» ASSIGNMENT
Write out, precisely and in full, each line of the material.

» RECORDS FOR THIS EXERCISE
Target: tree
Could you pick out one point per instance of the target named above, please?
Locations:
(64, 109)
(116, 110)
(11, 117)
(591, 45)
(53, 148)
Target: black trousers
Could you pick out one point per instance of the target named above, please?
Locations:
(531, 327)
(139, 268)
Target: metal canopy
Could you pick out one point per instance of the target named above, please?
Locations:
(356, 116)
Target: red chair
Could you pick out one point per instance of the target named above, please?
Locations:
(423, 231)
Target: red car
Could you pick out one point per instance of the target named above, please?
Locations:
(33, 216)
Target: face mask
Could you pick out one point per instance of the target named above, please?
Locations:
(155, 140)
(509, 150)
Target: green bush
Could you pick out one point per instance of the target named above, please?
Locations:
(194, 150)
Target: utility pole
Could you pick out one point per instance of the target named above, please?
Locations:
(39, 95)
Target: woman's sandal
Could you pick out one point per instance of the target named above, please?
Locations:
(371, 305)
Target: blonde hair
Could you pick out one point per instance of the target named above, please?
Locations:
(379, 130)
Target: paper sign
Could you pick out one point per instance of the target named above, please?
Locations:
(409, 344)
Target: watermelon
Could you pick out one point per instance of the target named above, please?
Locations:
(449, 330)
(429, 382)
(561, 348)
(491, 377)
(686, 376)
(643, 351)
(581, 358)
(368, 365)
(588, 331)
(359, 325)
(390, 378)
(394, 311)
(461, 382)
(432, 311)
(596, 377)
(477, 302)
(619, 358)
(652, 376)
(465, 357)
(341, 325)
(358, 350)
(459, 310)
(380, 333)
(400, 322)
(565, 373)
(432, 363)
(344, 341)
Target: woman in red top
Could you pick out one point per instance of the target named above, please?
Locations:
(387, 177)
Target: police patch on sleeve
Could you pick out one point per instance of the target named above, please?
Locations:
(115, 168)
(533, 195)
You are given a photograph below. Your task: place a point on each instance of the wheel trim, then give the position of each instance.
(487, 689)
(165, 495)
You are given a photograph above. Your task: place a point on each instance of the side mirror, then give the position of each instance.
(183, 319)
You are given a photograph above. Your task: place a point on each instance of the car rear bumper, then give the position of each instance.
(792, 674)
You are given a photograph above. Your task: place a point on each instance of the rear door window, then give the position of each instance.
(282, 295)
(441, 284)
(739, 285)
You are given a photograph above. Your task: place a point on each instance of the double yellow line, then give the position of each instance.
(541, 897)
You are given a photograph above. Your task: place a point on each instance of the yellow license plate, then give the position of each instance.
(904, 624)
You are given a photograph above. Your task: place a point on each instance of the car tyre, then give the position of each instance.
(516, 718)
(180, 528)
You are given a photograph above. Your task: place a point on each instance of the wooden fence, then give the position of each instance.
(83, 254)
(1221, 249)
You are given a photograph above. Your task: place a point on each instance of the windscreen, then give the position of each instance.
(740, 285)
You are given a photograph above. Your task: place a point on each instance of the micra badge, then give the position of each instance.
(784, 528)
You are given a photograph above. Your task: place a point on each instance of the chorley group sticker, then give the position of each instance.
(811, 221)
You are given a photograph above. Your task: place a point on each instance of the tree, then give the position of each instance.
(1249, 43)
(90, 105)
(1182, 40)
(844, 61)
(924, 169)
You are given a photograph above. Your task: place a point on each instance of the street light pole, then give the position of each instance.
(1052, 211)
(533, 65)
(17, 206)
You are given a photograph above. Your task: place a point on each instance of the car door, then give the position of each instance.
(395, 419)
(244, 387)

» SOLUTION TO THIS TASK
Target: tree
Could you pick out one point per instance of the target named above, please?
Locations:
(64, 109)
(116, 110)
(11, 117)
(591, 45)
(53, 148)
Target: black trousers
Could you pick out one point per instance of the target named above, please?
Locations:
(531, 327)
(139, 268)
Target: metal canopy
Could you pick out one point per instance of the target named above, please?
Locations:
(356, 116)
Target: red chair
Could you pick out one point per instance of the target named above, please?
Locations:
(423, 231)
Target: red car
Could you pick out one point per instance of the target named above, please?
Locations:
(33, 216)
Target: face mask
Could you pick out one point per instance of the target named above, please?
Locations:
(155, 140)
(509, 150)
Target: green bush
Could you pick out one point per instance of the target named above, please?
Locations:
(194, 150)
Target: utility pole
Could you pick out one point per instance of the target named above, please?
Locations:
(39, 95)
Target: woman's sandal
Could you pick out one point per instance of the target named above, please?
Locations:
(371, 305)
Target: blonde hair
Could you pick out one point per instance of the target named above, please?
Locations:
(379, 130)
Target: paper sign
Could you pick out one point per instance of the target named above, please?
Locations:
(409, 344)
Target: watermelon
Could you pick out one point per instance of the target named above, please?
Locations:
(449, 330)
(429, 382)
(561, 348)
(491, 377)
(686, 376)
(643, 351)
(581, 358)
(368, 365)
(588, 331)
(359, 325)
(390, 378)
(394, 311)
(461, 382)
(432, 311)
(596, 377)
(477, 302)
(619, 358)
(652, 376)
(465, 357)
(341, 325)
(358, 350)
(459, 310)
(380, 333)
(400, 322)
(565, 373)
(432, 363)
(344, 341)
Target: woman in red top
Could you pick out one point per instance of the target named above, please?
Locations:
(387, 177)
Target: police patch on sleeve
Could you pick out one point per instance of the target named above, please?
Locations:
(115, 168)
(533, 195)
You are given a photograph below. Your task: place a point on each instance of the wheel trim, then give the position of each instance.
(487, 689)
(165, 495)
You are given a photograph above. Your task: place a point on each instance of the side mirror, then give the position of each instance.
(183, 319)
You are given a photograph above. Your task: place a point on each instance of the car rear bumper, then give the position of each instance.
(792, 674)
You are given a photograph above. Your task: place a point on each instance of the rear door window, then give the position of each instance.
(282, 295)
(441, 284)
(739, 285)
You are given a photograph above. Your task: place a point on each instance of the double yellow line, then give the position of each instance.
(541, 897)
You are given a photograph above. Your task: place a point on each instance of the yellow license plate, then give the position of each instance.
(904, 624)
You are given a photograph above. Your task: place a point on each instance of the car tyre, then give the position of each instance.
(516, 718)
(180, 528)
You are given a photograph above. Your task: place a point on each instance of the wooden fence, then give the position of each instance.
(83, 254)
(1221, 249)
You are given a photograph above. Your task: place a point on each instance of the windscreen, then give the position of each instance.
(740, 285)
You are given a photograph above. Your task: place a point on each instance of the micra badge, then give the position of each instance.
(784, 528)
You are given a photograph above. Your task: place a point on each instance of the chorley group sticker, then give the position of each instance.
(811, 221)
You are given a photograph above. Your task: place a point on each instance of the tree, then give the position of each instance.
(1249, 43)
(90, 105)
(1182, 40)
(844, 61)
(924, 169)
You are given a photograph above. Your task: place a point on each instance of the street light pole, then give the position of each instance.
(1052, 211)
(533, 65)
(17, 206)
You are given a photograph above. Your task: place a point on each instance of the car door, then give the position of each instance.
(395, 419)
(244, 387)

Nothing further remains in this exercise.